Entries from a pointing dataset
☆ ☆ ☆ ☆

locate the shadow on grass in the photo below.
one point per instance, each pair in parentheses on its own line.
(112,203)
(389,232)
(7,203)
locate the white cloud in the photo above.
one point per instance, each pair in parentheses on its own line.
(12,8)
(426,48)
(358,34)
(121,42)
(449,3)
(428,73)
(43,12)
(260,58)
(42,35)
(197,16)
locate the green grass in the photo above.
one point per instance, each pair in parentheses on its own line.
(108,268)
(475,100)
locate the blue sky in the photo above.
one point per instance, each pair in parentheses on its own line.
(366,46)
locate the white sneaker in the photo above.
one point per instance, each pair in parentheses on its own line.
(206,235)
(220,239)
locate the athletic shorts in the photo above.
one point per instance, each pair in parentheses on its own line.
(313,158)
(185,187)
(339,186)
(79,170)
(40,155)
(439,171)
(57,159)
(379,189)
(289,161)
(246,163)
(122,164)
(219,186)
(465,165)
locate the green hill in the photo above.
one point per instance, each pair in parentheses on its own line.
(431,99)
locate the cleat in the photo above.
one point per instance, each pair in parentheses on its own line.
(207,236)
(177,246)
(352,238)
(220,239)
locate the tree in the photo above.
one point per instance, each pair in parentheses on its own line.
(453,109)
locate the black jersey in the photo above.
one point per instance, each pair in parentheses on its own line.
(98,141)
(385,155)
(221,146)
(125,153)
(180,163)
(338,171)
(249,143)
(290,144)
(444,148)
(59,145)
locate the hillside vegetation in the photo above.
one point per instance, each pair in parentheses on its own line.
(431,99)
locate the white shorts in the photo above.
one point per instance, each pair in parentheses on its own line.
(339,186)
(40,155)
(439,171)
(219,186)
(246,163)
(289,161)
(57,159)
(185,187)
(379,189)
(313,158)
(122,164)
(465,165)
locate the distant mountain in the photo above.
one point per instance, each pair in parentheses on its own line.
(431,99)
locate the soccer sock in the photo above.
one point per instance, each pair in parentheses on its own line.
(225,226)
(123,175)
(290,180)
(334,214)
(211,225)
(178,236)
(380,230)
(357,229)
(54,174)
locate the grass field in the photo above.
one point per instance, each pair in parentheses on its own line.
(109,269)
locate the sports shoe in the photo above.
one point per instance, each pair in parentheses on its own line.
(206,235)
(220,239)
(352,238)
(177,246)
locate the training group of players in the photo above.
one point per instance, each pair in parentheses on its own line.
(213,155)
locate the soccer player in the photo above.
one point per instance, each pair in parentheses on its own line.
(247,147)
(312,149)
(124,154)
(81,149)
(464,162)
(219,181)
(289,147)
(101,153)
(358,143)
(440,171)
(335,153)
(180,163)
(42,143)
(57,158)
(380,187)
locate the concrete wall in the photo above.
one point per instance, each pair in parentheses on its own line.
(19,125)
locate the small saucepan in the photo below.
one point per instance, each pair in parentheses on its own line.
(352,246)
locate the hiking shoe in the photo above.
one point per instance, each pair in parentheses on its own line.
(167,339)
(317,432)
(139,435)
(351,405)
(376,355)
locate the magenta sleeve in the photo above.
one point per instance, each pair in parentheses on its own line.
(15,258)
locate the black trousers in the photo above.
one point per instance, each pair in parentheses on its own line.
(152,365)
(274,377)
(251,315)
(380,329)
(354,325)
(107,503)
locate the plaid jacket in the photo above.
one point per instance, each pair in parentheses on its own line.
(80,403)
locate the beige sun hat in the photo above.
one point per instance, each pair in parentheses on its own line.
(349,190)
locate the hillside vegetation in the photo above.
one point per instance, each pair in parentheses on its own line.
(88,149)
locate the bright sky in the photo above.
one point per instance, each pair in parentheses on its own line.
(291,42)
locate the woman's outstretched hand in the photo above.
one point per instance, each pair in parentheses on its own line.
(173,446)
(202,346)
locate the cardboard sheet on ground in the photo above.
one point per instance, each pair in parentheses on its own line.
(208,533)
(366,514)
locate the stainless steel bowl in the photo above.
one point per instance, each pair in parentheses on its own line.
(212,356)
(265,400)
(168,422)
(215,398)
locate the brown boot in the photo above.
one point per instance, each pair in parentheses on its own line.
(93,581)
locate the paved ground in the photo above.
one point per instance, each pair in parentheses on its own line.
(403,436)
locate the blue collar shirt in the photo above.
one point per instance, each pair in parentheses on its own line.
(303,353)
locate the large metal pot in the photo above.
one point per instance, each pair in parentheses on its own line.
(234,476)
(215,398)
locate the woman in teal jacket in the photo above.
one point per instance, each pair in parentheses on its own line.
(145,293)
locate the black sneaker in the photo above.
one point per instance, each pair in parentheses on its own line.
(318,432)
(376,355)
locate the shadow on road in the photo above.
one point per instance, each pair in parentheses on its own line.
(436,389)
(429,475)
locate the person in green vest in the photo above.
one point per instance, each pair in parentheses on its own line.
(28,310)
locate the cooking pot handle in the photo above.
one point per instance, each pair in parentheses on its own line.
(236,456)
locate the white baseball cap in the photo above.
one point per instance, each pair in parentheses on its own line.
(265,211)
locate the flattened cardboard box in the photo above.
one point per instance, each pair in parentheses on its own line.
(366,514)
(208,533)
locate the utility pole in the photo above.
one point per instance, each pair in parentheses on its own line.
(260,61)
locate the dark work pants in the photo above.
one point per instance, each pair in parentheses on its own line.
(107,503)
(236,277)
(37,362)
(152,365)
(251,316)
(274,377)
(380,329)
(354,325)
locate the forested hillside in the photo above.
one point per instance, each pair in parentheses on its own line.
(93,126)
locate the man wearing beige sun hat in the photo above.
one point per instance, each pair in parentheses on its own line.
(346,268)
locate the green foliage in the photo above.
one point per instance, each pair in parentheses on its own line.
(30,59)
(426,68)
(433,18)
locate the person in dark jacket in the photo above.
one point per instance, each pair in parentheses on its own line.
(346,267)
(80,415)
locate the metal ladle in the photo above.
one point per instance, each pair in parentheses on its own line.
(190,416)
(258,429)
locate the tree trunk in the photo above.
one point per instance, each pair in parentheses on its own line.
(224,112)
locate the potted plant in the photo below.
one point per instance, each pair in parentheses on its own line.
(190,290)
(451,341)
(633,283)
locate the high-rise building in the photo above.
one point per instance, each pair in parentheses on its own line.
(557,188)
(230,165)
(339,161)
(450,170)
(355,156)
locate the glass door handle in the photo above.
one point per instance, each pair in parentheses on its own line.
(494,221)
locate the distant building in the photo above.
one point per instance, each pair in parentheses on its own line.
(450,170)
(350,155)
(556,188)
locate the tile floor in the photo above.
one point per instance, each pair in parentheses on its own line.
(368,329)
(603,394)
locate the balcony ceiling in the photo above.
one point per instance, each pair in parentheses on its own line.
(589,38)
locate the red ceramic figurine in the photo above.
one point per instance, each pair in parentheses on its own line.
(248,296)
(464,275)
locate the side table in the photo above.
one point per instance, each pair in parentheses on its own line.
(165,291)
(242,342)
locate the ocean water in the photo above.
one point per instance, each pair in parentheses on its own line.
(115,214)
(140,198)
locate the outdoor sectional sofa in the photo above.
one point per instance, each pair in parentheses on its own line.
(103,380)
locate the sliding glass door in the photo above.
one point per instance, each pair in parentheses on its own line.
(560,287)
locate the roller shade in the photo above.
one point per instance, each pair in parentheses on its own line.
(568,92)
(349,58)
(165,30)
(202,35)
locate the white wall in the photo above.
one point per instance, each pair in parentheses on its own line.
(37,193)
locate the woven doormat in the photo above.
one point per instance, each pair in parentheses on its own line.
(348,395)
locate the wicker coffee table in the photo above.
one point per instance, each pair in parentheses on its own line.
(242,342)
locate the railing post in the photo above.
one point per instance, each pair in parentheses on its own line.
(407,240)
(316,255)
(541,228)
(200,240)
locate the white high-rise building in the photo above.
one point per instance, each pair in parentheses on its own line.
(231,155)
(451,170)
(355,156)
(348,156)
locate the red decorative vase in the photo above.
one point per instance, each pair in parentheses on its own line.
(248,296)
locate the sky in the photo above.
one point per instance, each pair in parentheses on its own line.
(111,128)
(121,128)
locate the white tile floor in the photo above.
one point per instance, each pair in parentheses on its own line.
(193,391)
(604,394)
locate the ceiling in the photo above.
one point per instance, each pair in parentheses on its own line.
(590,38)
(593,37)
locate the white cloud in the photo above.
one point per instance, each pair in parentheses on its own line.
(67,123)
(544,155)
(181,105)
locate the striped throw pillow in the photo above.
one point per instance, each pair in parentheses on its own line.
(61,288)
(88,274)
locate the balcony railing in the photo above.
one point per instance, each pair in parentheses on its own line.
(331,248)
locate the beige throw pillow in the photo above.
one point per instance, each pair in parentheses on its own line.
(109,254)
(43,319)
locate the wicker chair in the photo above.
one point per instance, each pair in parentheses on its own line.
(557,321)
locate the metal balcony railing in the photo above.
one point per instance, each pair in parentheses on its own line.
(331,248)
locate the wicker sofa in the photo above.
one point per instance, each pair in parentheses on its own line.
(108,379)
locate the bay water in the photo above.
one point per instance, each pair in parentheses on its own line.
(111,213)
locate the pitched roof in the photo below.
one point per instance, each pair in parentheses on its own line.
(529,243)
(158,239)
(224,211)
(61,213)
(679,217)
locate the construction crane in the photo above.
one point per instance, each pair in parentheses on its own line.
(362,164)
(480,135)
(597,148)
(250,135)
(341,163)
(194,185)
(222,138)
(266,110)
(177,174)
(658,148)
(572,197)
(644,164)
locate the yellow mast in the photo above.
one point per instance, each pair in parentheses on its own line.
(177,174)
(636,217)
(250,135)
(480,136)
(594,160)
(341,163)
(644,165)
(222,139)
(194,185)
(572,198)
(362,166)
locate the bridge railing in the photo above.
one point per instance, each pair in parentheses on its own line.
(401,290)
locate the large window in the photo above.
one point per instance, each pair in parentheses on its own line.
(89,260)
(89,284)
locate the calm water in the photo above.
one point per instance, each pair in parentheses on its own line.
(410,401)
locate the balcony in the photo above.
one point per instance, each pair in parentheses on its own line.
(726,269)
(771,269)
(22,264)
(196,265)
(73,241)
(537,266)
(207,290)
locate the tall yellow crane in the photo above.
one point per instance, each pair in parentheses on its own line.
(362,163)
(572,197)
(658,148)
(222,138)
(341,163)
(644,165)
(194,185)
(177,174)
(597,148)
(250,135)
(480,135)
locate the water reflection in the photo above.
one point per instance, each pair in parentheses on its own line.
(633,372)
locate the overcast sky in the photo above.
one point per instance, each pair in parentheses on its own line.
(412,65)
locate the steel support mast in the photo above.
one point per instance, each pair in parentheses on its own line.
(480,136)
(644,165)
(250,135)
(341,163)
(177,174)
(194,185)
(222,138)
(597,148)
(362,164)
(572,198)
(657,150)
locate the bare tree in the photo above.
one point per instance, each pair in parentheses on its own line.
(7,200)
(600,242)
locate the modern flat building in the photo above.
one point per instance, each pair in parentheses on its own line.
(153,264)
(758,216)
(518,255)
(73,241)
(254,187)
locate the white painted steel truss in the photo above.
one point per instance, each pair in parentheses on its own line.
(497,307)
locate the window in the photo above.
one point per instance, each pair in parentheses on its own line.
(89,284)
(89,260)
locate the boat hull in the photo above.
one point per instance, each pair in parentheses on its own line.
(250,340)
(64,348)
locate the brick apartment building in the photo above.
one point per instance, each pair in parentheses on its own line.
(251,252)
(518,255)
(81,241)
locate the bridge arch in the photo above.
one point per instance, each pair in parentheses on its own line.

☆ ☆ ☆ ☆

# The task:
Quote the line that contains "locate the tall" and each line after it through the end of the data, exactly, leaving out everything else.

# Complete output:
locate the tall yellow crane in the photo above.
one point per instance, each pair in parentheses on its own line.
(362,163)
(572,197)
(658,148)
(222,138)
(341,163)
(644,165)
(194,185)
(177,174)
(597,148)
(250,135)
(480,135)
locate the water reflection in the photo above.
one point per instance, each pair in parentheses on its own line.
(633,372)
locate the overcast sky in the photo above.
one point per instance, each pair in parentheses on its own line.
(412,65)
locate the steel support mast in the photo above.
one point per instance, each pair in parentheses on its own line.
(480,136)
(644,165)
(250,135)
(341,163)
(177,174)
(194,185)
(222,138)
(597,148)
(362,164)
(572,198)
(657,150)
locate the bare tree in the photo above.
one point per instance, each pair in parentheses on its own line.
(7,200)
(600,242)
locate the modern flat building in the photo above.
one point per instance, each pair in parentheses on its own line.
(153,264)
(758,216)
(518,255)
(73,241)
(254,187)
locate the white painted steel truss in the photo above.
one point per instance, each pair in parentheses on its own line.
(497,307)
locate the window in the photo above.
one point per instance, each pair in parentheses on its own line.
(89,284)
(89,260)
locate the boat hull in the photo above.
one point per instance, each pair in parentheses on its own line.
(250,340)
(64,348)
locate the brick apartment building in the photo above.
one point per instance, each pair in parentheses on its own line.
(251,252)
(518,255)
(81,241)
locate the bridge arch in the photo above.
one point per instance, each pair in parentheses on its own line.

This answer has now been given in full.